EXERCISE DESCRIPTION. Convert everything from the line containing "Target: shadow on grass" down to the end of the listing into a two-column CSV with one row per item, under the headers instruction and response. Put each item's text and its answer in a single quoted field with line breaks replaced by spaces, and leave the pictures out.

•••••

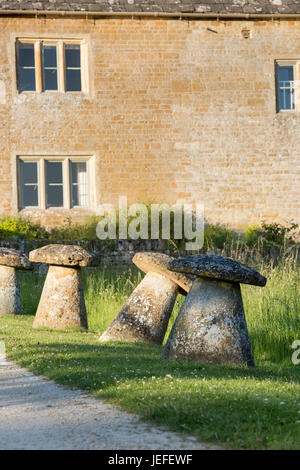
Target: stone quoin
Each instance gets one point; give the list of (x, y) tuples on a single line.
[(145, 315), (10, 261), (62, 303), (178, 102)]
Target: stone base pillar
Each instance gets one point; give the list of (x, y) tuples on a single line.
[(145, 315), (62, 302), (211, 326), (10, 303)]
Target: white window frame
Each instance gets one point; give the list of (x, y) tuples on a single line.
[(295, 63), (42, 184), (61, 70)]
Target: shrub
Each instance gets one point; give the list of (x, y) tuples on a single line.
[(17, 227)]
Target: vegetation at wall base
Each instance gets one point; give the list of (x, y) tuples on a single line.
[(268, 238)]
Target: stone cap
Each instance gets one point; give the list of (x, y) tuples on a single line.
[(14, 259), (62, 255), (157, 6), (158, 263), (217, 267)]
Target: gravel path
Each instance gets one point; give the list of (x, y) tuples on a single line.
[(36, 413)]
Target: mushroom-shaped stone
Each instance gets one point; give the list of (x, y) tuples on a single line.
[(211, 325), (145, 315), (62, 303), (10, 261)]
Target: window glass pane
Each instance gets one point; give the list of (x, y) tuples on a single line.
[(79, 184), (26, 55), (72, 54), (26, 67), (73, 72), (27, 80), (49, 56), (73, 80), (29, 184), (29, 172), (54, 184), (286, 73)]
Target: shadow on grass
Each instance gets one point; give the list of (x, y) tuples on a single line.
[(137, 360)]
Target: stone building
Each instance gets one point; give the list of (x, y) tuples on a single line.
[(156, 100)]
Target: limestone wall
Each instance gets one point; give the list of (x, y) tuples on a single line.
[(175, 110)]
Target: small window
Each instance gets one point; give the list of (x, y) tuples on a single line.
[(285, 81), (29, 184), (26, 67), (54, 184), (79, 184), (49, 67), (73, 71)]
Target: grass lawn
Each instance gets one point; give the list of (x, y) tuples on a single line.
[(234, 407)]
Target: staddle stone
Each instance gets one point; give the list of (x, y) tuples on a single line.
[(10, 261), (62, 303), (211, 325), (145, 315)]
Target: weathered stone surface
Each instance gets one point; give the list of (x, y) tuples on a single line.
[(217, 267), (145, 315), (211, 326), (10, 303), (62, 302), (62, 255), (158, 263), (14, 258)]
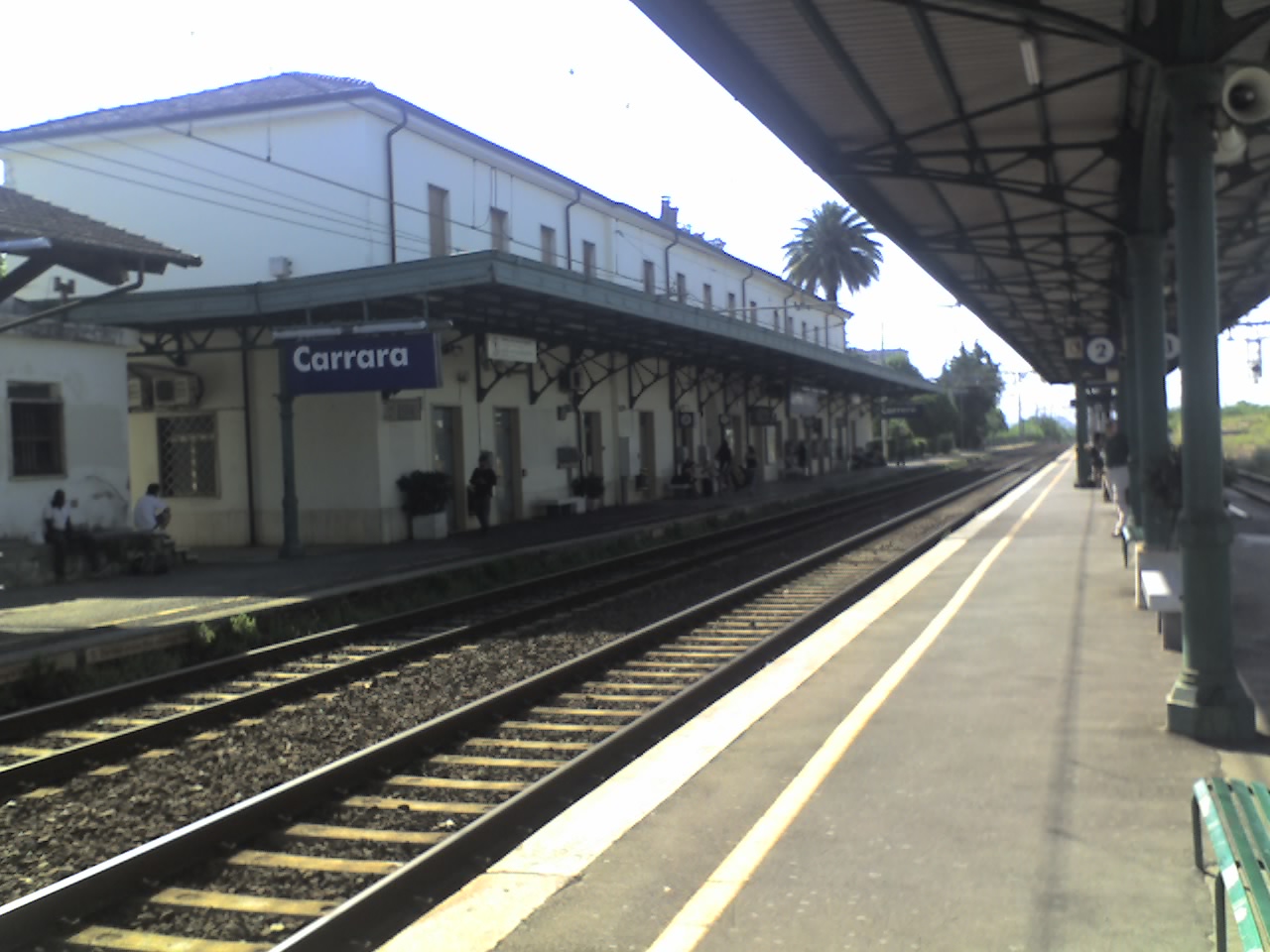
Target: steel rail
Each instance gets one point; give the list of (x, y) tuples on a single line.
[(56, 766), (45, 716), (46, 911)]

•••••

SOLUTION TO THE EXERCISE.
instruction,response
"Target: shadow on grass Each instance gets one point; give the list of (x, y) tuples on a single line.","[(137, 360)]"
"Target: stone building Each instance gets one point; give the list of (x, y) tuples on a single line.","[(156, 100)]"
"Target: limestone wall Each instance gets one point; give the list of (x, y) tuples on a single line.","[(175, 110)]"
"Target: small window Each instance gets one point; give the list of (x, y) tuples on a single line.","[(285, 81), (29, 184), (26, 67), (54, 184), (79, 184), (49, 67), (73, 71)]"
"Target: grass lawn Each instance gets one point; give the list of (x, y) tuples on a single line.","[(234, 407)]"
"Target: staddle stone Each instance gets one point; give the list of (x, y) tuples on a single line.","[(10, 261), (62, 303), (211, 325), (145, 315)]"
"Target: weathered stone surface Each instance gets one point; give the list of (x, y) tuples on a single line.","[(217, 267), (145, 315), (211, 326), (10, 303), (62, 302), (62, 255), (158, 263), (14, 258)]"
"Target: steel rail Each instance gets one point; give the list of (x, y) tuples on a single line.","[(56, 766), (45, 716), (46, 911)]"